::: RECORDS FOR THIS TASK
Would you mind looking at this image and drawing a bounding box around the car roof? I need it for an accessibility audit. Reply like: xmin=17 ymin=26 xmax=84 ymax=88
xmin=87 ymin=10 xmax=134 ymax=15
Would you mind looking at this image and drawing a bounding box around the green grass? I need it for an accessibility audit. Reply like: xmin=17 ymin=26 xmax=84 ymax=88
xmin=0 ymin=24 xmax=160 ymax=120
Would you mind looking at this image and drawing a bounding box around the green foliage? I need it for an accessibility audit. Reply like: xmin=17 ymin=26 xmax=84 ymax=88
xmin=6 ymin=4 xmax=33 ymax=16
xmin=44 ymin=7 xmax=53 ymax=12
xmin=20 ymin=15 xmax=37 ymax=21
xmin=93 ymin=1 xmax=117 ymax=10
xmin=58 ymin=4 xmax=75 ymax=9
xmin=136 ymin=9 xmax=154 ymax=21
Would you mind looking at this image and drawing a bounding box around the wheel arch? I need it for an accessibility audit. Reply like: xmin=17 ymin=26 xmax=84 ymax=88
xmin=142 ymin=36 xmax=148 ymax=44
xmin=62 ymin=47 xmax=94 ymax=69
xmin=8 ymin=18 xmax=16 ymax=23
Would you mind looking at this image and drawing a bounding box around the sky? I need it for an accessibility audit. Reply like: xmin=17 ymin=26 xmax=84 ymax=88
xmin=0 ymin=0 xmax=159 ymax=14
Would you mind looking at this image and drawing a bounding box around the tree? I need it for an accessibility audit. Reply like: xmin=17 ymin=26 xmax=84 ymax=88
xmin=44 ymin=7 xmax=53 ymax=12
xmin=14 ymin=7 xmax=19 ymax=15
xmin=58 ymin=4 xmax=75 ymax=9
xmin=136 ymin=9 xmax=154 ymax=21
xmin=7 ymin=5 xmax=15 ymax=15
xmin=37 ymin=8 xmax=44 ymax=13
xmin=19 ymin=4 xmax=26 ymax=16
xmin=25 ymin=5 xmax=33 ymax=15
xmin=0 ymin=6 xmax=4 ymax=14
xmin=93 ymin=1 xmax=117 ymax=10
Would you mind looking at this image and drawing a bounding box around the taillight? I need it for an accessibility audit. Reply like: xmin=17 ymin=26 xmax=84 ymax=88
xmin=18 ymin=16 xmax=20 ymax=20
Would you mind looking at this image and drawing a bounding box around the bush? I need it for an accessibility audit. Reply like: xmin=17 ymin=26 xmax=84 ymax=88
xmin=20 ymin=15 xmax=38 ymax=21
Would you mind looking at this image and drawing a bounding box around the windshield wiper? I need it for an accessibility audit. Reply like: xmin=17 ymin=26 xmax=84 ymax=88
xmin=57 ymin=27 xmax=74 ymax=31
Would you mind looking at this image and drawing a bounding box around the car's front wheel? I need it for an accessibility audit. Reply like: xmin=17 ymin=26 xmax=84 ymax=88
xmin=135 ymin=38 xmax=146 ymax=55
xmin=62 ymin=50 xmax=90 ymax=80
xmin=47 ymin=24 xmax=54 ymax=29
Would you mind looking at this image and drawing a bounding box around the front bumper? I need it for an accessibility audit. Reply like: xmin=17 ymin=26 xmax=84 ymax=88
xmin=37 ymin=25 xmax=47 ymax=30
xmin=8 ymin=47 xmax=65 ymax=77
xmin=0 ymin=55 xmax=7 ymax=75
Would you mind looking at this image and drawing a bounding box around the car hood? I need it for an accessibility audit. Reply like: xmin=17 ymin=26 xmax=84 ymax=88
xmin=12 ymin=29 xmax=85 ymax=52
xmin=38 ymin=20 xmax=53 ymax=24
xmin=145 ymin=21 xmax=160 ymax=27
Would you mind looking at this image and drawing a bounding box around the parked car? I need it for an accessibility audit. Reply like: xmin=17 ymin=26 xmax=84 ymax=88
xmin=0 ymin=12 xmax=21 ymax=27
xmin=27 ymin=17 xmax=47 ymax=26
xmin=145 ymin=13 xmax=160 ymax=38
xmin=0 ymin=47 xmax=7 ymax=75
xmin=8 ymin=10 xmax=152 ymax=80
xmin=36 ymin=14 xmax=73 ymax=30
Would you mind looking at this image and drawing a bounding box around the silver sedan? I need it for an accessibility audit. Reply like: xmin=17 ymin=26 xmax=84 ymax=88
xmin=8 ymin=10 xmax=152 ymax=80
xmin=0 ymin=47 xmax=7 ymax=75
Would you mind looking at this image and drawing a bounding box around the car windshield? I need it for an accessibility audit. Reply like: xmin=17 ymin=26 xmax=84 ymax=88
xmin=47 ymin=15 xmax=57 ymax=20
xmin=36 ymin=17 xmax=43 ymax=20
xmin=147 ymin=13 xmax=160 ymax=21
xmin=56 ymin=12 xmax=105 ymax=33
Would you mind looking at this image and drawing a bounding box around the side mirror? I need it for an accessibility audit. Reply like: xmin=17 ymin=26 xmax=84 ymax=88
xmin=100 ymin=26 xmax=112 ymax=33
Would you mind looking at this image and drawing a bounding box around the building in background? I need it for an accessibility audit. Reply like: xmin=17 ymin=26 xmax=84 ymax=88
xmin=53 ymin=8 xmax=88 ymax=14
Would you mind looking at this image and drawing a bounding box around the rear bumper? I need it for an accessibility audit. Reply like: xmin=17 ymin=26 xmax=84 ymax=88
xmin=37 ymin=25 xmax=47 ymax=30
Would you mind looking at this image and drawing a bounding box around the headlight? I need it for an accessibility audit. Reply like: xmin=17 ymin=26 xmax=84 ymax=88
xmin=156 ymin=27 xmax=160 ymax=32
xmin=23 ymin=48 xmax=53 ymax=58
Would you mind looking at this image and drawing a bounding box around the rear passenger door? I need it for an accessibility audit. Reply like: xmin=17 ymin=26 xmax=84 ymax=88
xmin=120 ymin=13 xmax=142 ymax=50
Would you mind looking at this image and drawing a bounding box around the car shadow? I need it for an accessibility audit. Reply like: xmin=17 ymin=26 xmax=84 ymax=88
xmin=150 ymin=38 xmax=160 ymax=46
::::::
Output the records above in their entirety, exactly.

Would you mind looking at this image and drawing a bounding box around the car roof? I need it for an accessibility audit. Reply like: xmin=17 ymin=26 xmax=84 ymax=88
xmin=87 ymin=10 xmax=134 ymax=15
Would you mind looking at this image and drawing a bounding box around the green grass? I need it for an accessibility audit. Reply like: xmin=17 ymin=26 xmax=84 ymax=88
xmin=0 ymin=24 xmax=160 ymax=120
Would you mind looking at this image and drawing a bounding box around the green foliage? I need it for an accessibility audit. Reply like: xmin=17 ymin=26 xmax=84 ymax=88
xmin=6 ymin=4 xmax=33 ymax=16
xmin=44 ymin=7 xmax=53 ymax=12
xmin=20 ymin=15 xmax=37 ymax=21
xmin=93 ymin=1 xmax=117 ymax=10
xmin=58 ymin=4 xmax=75 ymax=9
xmin=136 ymin=9 xmax=154 ymax=21
Would you mind looking at this image and drawing a bounding box around the wheel arch? I need it for an accessibility audit. Reply like: xmin=17 ymin=26 xmax=84 ymax=88
xmin=142 ymin=36 xmax=148 ymax=44
xmin=62 ymin=47 xmax=94 ymax=69
xmin=8 ymin=18 xmax=16 ymax=23
Would you mind looking at this image and drawing a bounding box around the sky? I need it for an accessibility audit. Reply like: xmin=17 ymin=26 xmax=84 ymax=88
xmin=0 ymin=0 xmax=159 ymax=14
Would you mind looking at this image and drawing a bounding box around the tree? I need it for an accessibility audit. Reply like: xmin=17 ymin=26 xmax=84 ymax=88
xmin=44 ymin=7 xmax=53 ymax=12
xmin=14 ymin=7 xmax=19 ymax=15
xmin=58 ymin=4 xmax=75 ymax=9
xmin=136 ymin=9 xmax=154 ymax=21
xmin=7 ymin=5 xmax=15 ymax=15
xmin=37 ymin=8 xmax=44 ymax=13
xmin=19 ymin=4 xmax=26 ymax=16
xmin=25 ymin=5 xmax=33 ymax=15
xmin=0 ymin=6 xmax=4 ymax=14
xmin=93 ymin=1 xmax=117 ymax=10
Would you mind looking at this image and drawing a bounding box around the taillight? I need it for an accessibility audit. Reply like: xmin=17 ymin=26 xmax=84 ymax=88
xmin=18 ymin=16 xmax=20 ymax=20
Would you mind looking at this image and drawing a bounding box around the bush? I need it for an accessibility audit. Reply like: xmin=17 ymin=26 xmax=84 ymax=88
xmin=20 ymin=15 xmax=38 ymax=21
Would you mind looking at this image and drawing a bounding box around the windshield wiper? I need it for an accessibility audit. Reply like: xmin=17 ymin=26 xmax=84 ymax=88
xmin=57 ymin=27 xmax=74 ymax=31
Would you mind looking at this image and drawing a bounding box around the car's front wheel? I need it for an accessibility audit. Reply like: xmin=17 ymin=26 xmax=84 ymax=88
xmin=135 ymin=38 xmax=146 ymax=55
xmin=62 ymin=50 xmax=90 ymax=80
xmin=47 ymin=24 xmax=54 ymax=29
Would you mind looking at this image and drawing a bounding box around the front bumper? I need it for an accessibility audit. Reply like: xmin=17 ymin=26 xmax=84 ymax=88
xmin=37 ymin=25 xmax=47 ymax=30
xmin=8 ymin=47 xmax=65 ymax=77
xmin=0 ymin=55 xmax=7 ymax=75
Would you mind looking at this image and drawing a bounding box around the car hood? I need it for an accessibility audit. Reply like: xmin=17 ymin=26 xmax=84 ymax=88
xmin=12 ymin=29 xmax=85 ymax=52
xmin=38 ymin=20 xmax=53 ymax=24
xmin=145 ymin=21 xmax=160 ymax=27
Would you mind looking at this image and drawing a bounding box around the parked car? I need it for an accessibility audit. Reply like: xmin=17 ymin=26 xmax=84 ymax=88
xmin=0 ymin=12 xmax=21 ymax=27
xmin=27 ymin=17 xmax=47 ymax=26
xmin=145 ymin=13 xmax=160 ymax=38
xmin=0 ymin=47 xmax=7 ymax=75
xmin=8 ymin=10 xmax=152 ymax=80
xmin=36 ymin=14 xmax=73 ymax=30
Would you mind looking at this image and drawing a bounding box around the silver sedan? I need it for an accessibility audit. Reply like: xmin=17 ymin=26 xmax=84 ymax=88
xmin=8 ymin=10 xmax=152 ymax=80
xmin=0 ymin=47 xmax=7 ymax=75
Would you mind looking at this image and drawing a bounding box around the car windshield? I need it for an accessibility audit. Reply like: xmin=17 ymin=26 xmax=84 ymax=88
xmin=47 ymin=15 xmax=57 ymax=20
xmin=36 ymin=17 xmax=43 ymax=20
xmin=147 ymin=13 xmax=160 ymax=21
xmin=56 ymin=12 xmax=105 ymax=33
Would you mind looking at this image and drawing a bounding box around the side mirror? I need it for an accessibility audit. Reply like: xmin=17 ymin=26 xmax=84 ymax=88
xmin=100 ymin=26 xmax=112 ymax=33
Would you mind looking at this image and drawing a bounding box around the building in background? I need it for an accessibility audit. Reply like: xmin=17 ymin=26 xmax=84 ymax=88
xmin=53 ymin=8 xmax=88 ymax=14
Would you mind looking at this image and drawing a bounding box around the rear bumper? I need it for an accessibility audit. Reply like: xmin=17 ymin=26 xmax=84 ymax=88
xmin=37 ymin=25 xmax=47 ymax=30
Would you mind looking at this image and drawing a bounding box around the headlight? I need it for an accessibility audit. Reply like: xmin=17 ymin=26 xmax=84 ymax=88
xmin=156 ymin=27 xmax=160 ymax=32
xmin=23 ymin=48 xmax=53 ymax=58
Would you mind looking at this image and drawing a bounding box around the rear passenger door? I need it for an accessibility audit. Reply like: xmin=17 ymin=26 xmax=84 ymax=88
xmin=120 ymin=13 xmax=142 ymax=50
Would you mind looking at this image and drawing a bounding box around the car shadow? I need it for an accessibility audit. Reply like: xmin=17 ymin=26 xmax=84 ymax=88
xmin=150 ymin=38 xmax=160 ymax=46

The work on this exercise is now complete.